---------- DATA ----------

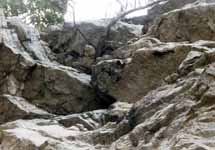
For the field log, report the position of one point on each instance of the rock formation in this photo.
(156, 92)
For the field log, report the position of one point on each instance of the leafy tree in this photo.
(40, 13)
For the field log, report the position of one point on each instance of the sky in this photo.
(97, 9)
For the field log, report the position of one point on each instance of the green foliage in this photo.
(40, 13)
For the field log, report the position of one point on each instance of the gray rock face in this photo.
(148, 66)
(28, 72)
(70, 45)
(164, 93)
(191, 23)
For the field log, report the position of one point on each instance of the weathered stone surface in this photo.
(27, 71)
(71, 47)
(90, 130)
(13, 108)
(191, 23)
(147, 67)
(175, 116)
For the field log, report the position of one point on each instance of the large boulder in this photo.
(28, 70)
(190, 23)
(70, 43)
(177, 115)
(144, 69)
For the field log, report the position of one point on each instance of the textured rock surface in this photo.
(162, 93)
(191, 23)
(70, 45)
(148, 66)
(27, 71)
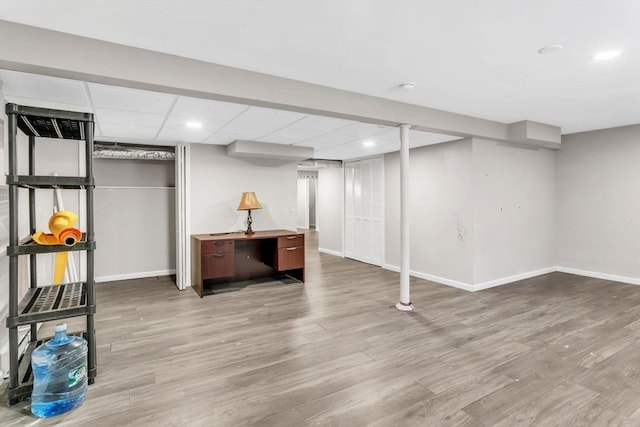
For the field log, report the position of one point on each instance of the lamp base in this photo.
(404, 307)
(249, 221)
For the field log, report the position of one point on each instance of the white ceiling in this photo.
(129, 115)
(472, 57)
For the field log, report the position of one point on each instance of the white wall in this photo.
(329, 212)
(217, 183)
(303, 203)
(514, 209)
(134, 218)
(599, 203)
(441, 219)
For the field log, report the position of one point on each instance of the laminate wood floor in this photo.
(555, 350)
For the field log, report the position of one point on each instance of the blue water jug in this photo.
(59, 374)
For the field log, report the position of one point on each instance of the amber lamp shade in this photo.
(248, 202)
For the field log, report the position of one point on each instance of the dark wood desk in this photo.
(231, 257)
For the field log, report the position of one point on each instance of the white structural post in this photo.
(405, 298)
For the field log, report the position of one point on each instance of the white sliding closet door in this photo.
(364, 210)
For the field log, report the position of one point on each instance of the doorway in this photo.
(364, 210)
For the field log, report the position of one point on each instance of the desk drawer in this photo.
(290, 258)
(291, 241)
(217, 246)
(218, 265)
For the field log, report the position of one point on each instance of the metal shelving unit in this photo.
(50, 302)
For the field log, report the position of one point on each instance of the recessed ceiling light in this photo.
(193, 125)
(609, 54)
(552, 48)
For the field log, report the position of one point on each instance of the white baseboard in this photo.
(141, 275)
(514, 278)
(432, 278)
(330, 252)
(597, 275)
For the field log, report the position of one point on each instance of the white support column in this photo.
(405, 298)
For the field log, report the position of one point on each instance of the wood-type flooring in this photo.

----------

### TRY IT
Set the material down exactly, images excluded.

### EXERCISE SOLUTION
For the field log, report the position of one point on each instance of the rock formation in this photo.
(156, 92)
For the field log, report the position of one point on each instance of the leafy tree in this photo.
(40, 13)
For the field log, report the position of one point on each instance of the sky in this photo.
(97, 9)
For the field log, report the position of one point on each instance of the green foliage in this photo.
(40, 13)
For the field log, report the position of one point on each instance of the gray rock face in this photo.
(148, 66)
(28, 72)
(70, 45)
(164, 93)
(191, 23)
For the field log, report the position of one point on each instance of the weathered stone surface in this photo.
(27, 71)
(71, 47)
(90, 130)
(13, 108)
(191, 23)
(147, 67)
(175, 116)
For the field log, report the position of one point on each instance of the large boulder in this photo.
(28, 70)
(190, 23)
(70, 43)
(177, 115)
(144, 69)
For the field log, report the position of one point on each instance of the textured rock surface in this photo.
(162, 93)
(191, 23)
(70, 45)
(148, 66)
(27, 71)
For the field log, report the position of one point on each instance of the lamp base in this photo.
(404, 307)
(249, 221)
For the field log, report the position of one point on each instance of the white ceiling in this photo.
(129, 115)
(472, 57)
For the field log, report the position of one point on each instance of the white wall in this photo.
(329, 212)
(217, 183)
(303, 203)
(514, 209)
(134, 218)
(599, 203)
(441, 219)
For the field log, report the position of one point on each instance of the laminate wood floor in this photo.
(555, 350)
For the field log, report the position of one point on each instance of the blue water jug in this photo.
(59, 374)
For the field log, report the position of one point on each instance of the amber lamp shade in this photo.
(248, 202)
For the field log, report the position of one point on each instance of the dark wood desk in this photo.
(231, 257)
For the field log, report the position of one point on each instance of the white structural post in this photo.
(405, 298)
For the field log, report the position of one point on each instance of the white sliding closet door in this photo.
(364, 210)
For the field log, report the position of one point on each instance of the doorway in this photo.
(364, 210)
For the field log, report the position of one point on each instance of the desk drawer in this photo.
(290, 258)
(291, 241)
(217, 246)
(218, 265)
For the field log, report the position of one point on each instance of the metal shelving unit in this photo.
(50, 302)
For the field log, report the position of one point on each instance of the recessed ceiling light in this photo.
(193, 125)
(609, 54)
(552, 48)
For the field log, report the position of one point on each instance of the white baseboard in this photo.
(141, 275)
(514, 278)
(432, 278)
(330, 252)
(597, 275)
For the field log, report the position of one point on each instance of the white support column in this photo.
(405, 298)
For the field log, report the position of one point on each instance of the wood-type flooring in this photo.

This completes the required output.